Durante três dias da última semana, de 16 a 18 de junho, cerca de 400 indígenas de Guajará-Mirim discutiram e estabeleceram propostas que serão levadas para a 1ª Conferência Nacional de Política Indigenista. Entre as propostas formuladas estão o fortalecimento da Funai e o posicionamento contra a Proposta de Emenda Constitucional (PEC) 215 – que transfere para o Poder Legislativo (Câmara Federal e Senado) a aprovação de demarcação das terras indígenas e a ratificação das demarcações já homologadas.
O Ministério Público Federal (MPF) participou deste encontro. O procurador da República Daniel Dalberto enfatizou que “deliberações sobre assuntos que afetem os índios necessariamente tem de ter consulta prévia, livre e informada dessas populações, conforme está assegurado na Convenção 169 da Organização Internacional do Trabalho, da qual o Brasil é signatário, além de ser decorrência lógica do artigo 231 da nossa Constituição”.

Registros apresentados >>

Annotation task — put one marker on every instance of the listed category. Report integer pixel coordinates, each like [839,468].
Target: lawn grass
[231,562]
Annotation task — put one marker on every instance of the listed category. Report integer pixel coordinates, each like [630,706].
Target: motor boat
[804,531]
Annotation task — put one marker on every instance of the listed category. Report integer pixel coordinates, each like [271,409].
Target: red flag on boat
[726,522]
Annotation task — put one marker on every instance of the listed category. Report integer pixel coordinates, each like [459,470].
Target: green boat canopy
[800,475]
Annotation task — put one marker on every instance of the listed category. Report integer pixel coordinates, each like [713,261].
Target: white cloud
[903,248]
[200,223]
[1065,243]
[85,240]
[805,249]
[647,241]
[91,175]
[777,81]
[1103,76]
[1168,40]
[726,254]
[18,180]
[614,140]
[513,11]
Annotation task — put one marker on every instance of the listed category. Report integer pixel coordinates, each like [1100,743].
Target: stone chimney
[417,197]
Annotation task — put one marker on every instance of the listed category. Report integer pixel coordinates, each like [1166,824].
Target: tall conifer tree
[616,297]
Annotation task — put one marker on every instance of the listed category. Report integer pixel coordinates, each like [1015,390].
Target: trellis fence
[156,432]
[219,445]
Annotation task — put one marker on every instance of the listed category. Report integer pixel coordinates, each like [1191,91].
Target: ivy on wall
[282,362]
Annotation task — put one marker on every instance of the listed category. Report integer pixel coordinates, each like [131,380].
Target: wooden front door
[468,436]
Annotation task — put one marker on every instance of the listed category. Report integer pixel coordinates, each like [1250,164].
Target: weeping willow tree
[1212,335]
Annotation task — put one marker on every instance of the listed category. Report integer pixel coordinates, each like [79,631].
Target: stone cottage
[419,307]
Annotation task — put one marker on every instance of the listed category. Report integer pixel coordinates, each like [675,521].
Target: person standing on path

Instruções das tarefas >>
a – Liste todos os instrumentos legais mencionados na notícia sobre os indígenas de Guajará-Mirim.
b – Reproduza o trecho da notícia sobre os indígenas de Guajará-Mirim que começa em "Durante três dias" e segue até "demarcações já homologadas.".
c – Retome a notícia sobre os indígenas de Guajará-Mirim a partir do ponto em que ela termina.

Respostas do exercício >>
a –
- Proposta de Emenda Constitucional (PEC) 215
- Convenção 169 da Organização Internacional do Trabalho
- Artigo 231 da Constituição

b –
Durante três dias da última semana, de 16 a 18 de junho, cerca de 400 indígenas de Guajará-Mirim discutiram e estabeleceram propostas que serão levadas para a 1ª Conferência Nacional de Política Indigenista. Entre as propostas formuladas estão o fortalecimento da Funai e o posicionamento contra a Proposta de Emenda Constitucional (PEC) 215 – que transfere para o Poder Legislativo (Câmara Federal e Senado) a aprovação de demarcação das terras indígenas e a ratificação das demarcações já homologadas.

c –
Dalberto também ressaltou que a pressão sobre as terras indígenas tem aumentado muito por causa dos recursos naturais e da expansão da fronteira agrícola: potencial hídrico, minérios, madeiras etc. “Neste cenário, tentam impor os interesses econômicos em relação aos direitos das comunidades tradicionais, que envolvem seu próprio direito de existir no futuro segundo seus valores e seus modos de vida. A Constituição de 1988 estabeleceu que os indígenas têm direito às terras que tradicionalmente ocupam, o que está muito além da mera posse de um bem material. Cabe ao poder público garantir esse direito fundamental, atentando para o que significa ocupação tradicional segundo os costumes indígenas. É o que está na Constituição”, disse.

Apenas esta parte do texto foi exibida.